PROBLEMA —
Rispondi a queste domande basandoti sul documento:
1. In quale anno e in quale località è nato Enrico Nicoletti?
2. Con quale nome compare nel "Romanzo criminale" di Giancarlo De Cataldo?
3. Per quale rubrica Pino Scaccia ha realizzato l'intervista del 16 aprile?

Ma tra i porporati “amici” non c’è il
cardinale Poletti, che ha autorizzato la sepoltura del boss della Magliana
nella basilica di Sant’Apollinare. Gli “amici” che ricorda: Giulio Andreotti e
i fratelli Vitalone (giudice e ministro)
Rispetto ad altri personaggi, divenuti vere e proprie
icone come se fossero dei califfi dello
star system criminale, il suo per anni è stato un nome meno conosciuto al
grande pubblico dei media. Nemmeno dopo essere diventato il Secco nel “Romanzo
criminale” di Giancarlo De Cataldo, Enrico Nicoletti, nato nel 1936 a Monte San
Giovanni Campano, in provincia di Frosinone, aveva abbandonato del tutto il
ruolo defilato che si era scelto, per quanto tutt’altro che defilato fosse il
ruolo che gli riconoscevano anni di indagini, processi e richieste di condanna
(alcune arrivate e passate anche in giudicato). L’uomo che oggi lotta
attraverso i suoi avvocati perché gli vengano restituiti gli oltre cento
milioni di euro confiscatigli, colui che è passato agli annali della cronaca
giudiziaria italiana come il cassiere della banda della Magliana, nelle ultime
settimane ha accettato di rispondere alle domande dei giornalisti in due
occasioni.
La prima ha coinciso con un colloquio con Gianluca di
Feo e Gianni Perrelli, colloquio riportato dall’Espresso dell’8
aprile 2010, e la seconda invece un’intervista del 16 aprile che l’inviato Pino
Scaccia ha realizzato per Tv7, la rubrica di approfondimento del Tg1. E sul
blog del giornalista Rai, dove segnalava la messa in onda della “verità di
Enrico Nicoletti” (si veda questo indirizzo: http://latorredibabele.blog.rai.it/2010/04/16/la-verita-di-enrico-nicoletti/), colpiscono un paio di commenti, entrambi firmati
solo “Raffaella” e “Marco”, senza cognome o altro segno di identificazione. Se
il primo esprime riprovazione contro la «misera gente senza cognizioni a
giudicare», tutti e due calcano su un punto: la magnanimità con cui l’ex re dei
palazzinari romani ha sempre trattato chi aveva bisogno di aiuto.

Righe con punti etichettati

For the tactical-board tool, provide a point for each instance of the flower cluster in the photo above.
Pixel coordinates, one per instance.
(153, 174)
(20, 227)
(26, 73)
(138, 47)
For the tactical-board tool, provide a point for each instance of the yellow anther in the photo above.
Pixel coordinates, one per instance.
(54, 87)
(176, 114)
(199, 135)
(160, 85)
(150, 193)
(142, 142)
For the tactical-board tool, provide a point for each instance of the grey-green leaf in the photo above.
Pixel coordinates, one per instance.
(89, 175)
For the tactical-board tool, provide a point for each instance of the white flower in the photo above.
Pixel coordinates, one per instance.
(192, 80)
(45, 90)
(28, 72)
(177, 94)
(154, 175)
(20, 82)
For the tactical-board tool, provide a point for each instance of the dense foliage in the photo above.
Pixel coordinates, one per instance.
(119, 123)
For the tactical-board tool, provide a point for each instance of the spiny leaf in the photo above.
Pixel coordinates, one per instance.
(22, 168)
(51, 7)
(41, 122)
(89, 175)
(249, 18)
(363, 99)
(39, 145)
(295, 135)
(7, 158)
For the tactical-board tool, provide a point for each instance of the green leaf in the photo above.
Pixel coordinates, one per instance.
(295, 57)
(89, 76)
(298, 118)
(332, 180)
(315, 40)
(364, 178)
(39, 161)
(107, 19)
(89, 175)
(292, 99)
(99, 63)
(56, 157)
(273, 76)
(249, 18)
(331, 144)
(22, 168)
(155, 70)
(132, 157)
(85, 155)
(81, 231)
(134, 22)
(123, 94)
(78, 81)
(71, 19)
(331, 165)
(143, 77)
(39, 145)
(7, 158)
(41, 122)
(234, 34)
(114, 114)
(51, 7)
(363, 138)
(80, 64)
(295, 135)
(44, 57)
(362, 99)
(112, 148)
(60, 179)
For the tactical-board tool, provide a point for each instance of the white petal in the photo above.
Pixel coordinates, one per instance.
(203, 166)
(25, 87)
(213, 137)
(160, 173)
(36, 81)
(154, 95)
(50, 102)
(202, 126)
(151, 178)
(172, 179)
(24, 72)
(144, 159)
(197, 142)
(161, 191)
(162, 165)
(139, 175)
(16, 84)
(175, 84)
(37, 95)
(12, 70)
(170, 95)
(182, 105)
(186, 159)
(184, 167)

SOLUZIONE ESERCIZIO —
1. Nel 1936 a Monte San Giovanni Campano, in provincia di Frosinone.
2. Il Secco.
3. Tv7, la rubrica di approfondimento del Tg1.